# SOURCE DATA:
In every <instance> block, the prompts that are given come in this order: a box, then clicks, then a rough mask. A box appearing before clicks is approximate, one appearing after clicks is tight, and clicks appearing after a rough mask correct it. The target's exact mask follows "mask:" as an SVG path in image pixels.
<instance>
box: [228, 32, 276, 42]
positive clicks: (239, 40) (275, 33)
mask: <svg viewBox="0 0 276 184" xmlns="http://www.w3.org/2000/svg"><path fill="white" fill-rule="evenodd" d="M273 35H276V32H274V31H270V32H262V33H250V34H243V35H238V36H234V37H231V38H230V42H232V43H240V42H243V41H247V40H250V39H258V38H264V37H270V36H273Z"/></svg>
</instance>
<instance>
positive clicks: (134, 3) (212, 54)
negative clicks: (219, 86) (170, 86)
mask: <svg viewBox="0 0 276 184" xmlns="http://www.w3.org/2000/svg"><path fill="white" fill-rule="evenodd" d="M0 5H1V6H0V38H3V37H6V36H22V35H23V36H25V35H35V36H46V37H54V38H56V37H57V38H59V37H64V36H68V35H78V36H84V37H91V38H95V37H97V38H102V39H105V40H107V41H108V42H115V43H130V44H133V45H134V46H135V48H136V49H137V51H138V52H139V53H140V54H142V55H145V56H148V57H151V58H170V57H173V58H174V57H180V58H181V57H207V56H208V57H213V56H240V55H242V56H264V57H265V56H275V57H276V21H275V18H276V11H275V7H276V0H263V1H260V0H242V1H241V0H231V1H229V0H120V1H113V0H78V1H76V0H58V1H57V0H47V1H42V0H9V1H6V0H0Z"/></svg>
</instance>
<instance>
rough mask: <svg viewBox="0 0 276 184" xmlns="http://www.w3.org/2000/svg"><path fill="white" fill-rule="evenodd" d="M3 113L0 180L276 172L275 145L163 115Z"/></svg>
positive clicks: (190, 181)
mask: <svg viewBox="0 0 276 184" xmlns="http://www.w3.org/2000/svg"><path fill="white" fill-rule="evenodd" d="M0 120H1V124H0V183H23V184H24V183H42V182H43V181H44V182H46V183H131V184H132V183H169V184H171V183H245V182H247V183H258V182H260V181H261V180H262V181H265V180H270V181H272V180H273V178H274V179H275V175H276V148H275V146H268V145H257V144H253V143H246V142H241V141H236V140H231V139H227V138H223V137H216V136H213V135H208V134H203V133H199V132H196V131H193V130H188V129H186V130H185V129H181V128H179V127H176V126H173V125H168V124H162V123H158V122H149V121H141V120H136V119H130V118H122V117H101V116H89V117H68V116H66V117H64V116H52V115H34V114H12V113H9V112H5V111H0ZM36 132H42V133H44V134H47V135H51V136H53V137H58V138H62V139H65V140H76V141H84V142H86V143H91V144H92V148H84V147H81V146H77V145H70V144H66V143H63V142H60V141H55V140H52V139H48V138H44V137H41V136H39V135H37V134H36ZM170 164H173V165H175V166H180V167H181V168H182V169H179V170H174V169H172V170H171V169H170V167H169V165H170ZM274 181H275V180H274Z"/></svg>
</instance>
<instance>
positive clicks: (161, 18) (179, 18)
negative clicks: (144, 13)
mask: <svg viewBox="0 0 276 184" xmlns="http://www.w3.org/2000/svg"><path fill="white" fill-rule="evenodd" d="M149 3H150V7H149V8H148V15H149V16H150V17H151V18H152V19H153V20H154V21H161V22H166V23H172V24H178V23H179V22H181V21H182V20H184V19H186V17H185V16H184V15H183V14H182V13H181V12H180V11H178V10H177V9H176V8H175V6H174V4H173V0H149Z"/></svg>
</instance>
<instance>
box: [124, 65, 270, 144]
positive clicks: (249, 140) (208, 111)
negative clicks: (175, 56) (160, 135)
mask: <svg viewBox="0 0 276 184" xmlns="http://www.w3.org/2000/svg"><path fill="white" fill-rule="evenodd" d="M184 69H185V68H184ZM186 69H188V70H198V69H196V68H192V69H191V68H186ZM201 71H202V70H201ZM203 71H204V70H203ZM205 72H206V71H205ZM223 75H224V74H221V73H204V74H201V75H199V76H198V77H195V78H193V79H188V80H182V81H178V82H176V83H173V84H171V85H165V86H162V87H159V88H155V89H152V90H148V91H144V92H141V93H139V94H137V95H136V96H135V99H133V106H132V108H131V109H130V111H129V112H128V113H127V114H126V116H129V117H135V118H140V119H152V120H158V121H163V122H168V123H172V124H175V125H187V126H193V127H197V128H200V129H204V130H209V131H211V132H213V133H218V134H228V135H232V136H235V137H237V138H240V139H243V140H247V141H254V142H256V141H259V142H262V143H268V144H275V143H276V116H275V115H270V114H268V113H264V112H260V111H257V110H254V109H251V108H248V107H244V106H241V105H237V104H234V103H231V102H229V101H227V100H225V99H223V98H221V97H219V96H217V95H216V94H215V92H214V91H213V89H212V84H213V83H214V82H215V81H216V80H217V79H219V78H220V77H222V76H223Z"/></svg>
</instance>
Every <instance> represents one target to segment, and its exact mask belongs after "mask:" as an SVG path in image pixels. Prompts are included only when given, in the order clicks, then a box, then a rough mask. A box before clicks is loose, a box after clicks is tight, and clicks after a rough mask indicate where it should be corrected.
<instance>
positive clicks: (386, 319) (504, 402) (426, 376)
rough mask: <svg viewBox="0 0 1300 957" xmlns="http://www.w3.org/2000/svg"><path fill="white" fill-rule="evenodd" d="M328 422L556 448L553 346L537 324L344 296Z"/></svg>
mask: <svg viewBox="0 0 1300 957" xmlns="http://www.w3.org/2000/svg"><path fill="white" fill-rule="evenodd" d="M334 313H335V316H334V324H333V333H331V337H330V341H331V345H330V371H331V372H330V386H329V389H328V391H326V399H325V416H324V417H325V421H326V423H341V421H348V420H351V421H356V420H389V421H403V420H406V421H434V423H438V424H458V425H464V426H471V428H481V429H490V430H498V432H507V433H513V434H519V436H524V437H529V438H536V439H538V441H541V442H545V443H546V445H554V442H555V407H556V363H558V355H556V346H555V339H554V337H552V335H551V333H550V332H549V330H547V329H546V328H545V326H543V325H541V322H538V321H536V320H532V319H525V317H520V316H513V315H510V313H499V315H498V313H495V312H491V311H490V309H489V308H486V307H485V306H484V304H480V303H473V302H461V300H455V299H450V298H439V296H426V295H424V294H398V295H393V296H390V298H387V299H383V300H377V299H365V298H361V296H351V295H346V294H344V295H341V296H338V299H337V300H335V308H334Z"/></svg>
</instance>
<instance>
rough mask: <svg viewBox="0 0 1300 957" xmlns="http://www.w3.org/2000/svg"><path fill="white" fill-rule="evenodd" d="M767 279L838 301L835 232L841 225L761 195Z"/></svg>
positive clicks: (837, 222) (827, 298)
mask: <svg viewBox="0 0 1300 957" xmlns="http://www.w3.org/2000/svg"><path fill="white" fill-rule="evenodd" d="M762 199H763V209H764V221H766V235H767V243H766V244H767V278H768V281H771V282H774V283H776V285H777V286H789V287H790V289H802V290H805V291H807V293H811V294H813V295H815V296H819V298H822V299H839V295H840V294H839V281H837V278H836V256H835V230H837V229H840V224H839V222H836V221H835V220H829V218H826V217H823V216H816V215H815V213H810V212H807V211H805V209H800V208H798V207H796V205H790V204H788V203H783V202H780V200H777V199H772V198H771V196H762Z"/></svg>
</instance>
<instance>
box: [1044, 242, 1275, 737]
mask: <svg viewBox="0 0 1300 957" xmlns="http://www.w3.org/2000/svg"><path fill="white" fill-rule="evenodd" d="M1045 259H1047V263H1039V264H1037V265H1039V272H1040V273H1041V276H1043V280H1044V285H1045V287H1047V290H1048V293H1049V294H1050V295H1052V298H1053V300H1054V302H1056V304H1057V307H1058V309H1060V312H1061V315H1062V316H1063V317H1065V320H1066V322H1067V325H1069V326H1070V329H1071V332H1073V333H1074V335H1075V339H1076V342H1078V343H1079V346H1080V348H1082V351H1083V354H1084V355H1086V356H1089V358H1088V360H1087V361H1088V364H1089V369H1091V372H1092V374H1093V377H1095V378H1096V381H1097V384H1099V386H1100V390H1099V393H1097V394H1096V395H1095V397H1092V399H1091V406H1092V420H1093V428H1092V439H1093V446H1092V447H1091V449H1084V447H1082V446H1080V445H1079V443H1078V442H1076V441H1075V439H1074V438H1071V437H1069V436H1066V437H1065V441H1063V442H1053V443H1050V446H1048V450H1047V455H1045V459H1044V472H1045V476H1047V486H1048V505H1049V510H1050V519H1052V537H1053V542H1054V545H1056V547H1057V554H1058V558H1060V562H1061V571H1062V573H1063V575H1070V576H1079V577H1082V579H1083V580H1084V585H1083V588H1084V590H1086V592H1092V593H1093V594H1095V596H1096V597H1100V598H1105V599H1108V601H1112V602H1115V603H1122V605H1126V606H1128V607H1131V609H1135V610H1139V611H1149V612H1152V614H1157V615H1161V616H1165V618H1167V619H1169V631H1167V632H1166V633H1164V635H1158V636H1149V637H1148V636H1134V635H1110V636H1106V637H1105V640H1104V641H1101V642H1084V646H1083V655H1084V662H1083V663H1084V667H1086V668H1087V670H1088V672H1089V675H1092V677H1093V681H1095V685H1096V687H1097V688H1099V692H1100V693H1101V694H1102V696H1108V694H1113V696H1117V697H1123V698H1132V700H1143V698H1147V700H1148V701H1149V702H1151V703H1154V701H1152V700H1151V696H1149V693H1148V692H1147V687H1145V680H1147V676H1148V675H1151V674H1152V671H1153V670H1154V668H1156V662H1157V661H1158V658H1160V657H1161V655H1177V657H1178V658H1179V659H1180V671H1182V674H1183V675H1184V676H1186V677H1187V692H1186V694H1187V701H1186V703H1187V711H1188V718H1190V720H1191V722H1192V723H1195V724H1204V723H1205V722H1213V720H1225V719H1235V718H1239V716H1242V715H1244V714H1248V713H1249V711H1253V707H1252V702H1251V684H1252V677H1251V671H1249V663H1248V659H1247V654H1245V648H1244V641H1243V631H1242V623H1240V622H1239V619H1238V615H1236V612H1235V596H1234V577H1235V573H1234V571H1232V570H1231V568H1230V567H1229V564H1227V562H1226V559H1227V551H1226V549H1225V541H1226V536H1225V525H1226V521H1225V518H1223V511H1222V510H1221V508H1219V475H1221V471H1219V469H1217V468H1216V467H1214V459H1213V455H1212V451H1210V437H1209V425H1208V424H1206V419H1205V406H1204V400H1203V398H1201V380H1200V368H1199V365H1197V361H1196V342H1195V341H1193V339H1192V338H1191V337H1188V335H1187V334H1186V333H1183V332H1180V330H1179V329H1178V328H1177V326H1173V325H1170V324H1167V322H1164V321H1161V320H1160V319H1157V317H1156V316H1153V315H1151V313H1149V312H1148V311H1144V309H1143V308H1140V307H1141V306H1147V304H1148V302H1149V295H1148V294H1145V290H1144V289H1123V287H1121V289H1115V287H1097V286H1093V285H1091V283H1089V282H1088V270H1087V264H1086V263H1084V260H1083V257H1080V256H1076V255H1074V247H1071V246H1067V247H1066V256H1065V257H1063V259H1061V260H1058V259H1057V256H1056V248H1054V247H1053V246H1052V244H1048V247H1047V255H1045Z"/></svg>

# WHAT THIS TASK INVOLVES:
Work out how many lines in the listing contain "order", then write down that number and nothing else.

# RESPONSE TO THE EXERCISE:
2